> _The problem_
In the Armada Hoffler article below, take the passage that begins with "As part of our" and ends with "President since 1996.". Reproduce it with every "Chief Executive Officer" changed to "CEO".

> _Extract to read_

* Begin *

In January 2015 we started covering Armada Hoffler (NYSE:AHH), a relatively unknown REIT that was flying under the radar. Shares were trading under $10.00 per share and we initiated a BUY with the hopes that we would see value unlocked in the months to follow.
We added AHH to our Small Cap REIT Portfolio and in a recent article we described the company as one of top Small Cap REIT picks this year.
We like AHH for a number of reasons and insider ownership ranks high on that list. Internal management with "skin in the game" suggests a strong alignment of interest and AHH has plenty of that - around one-third of the company is owned by insiders.
As part of our standard operating procedure we decided to reach out to AHH's CEO to ask a few questions. Louis S. Haddad, the president and CEO, was nice enough to reply so we thought we would provide you our interview. First, let me introduce you to Haddad:
Louis S. Haddad has served in executive roles within Armada Hoffler since 1987 and is currently the Chief Executive Officer of Armada Hoffler Holding Company. Mr. Haddad has served as Chief Executive Officer of Armada Hoffler Holding Company since 1999 and has served as President since 1996.

* End *

> _Dataset content_

* Begin *

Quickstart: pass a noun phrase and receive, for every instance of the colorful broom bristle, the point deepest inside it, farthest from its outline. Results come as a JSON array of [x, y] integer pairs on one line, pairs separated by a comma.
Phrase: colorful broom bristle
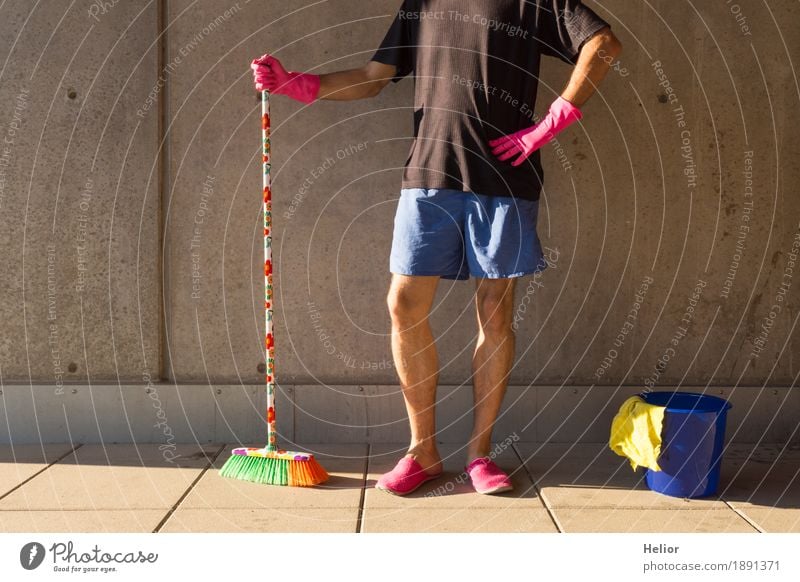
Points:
[[306, 473], [274, 468]]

* End *

> _Solution for this task_
As part of our standard operating procedure we decided to reach out to AHH's CEO to ask a few questions. Louis S. Haddad, the president and CEO, was nice enough to reply so we thought we would provide you our interview. First, let me introduce you to Haddad:
Louis S. Haddad has served in executive roles within Armada Hoffler since 1987 and is currently the CEO of Armada Hoffler Holding Company. Mr. Haddad has served as CEO of Armada Hoffler Holding Company since 1999 and has served as President since 1996.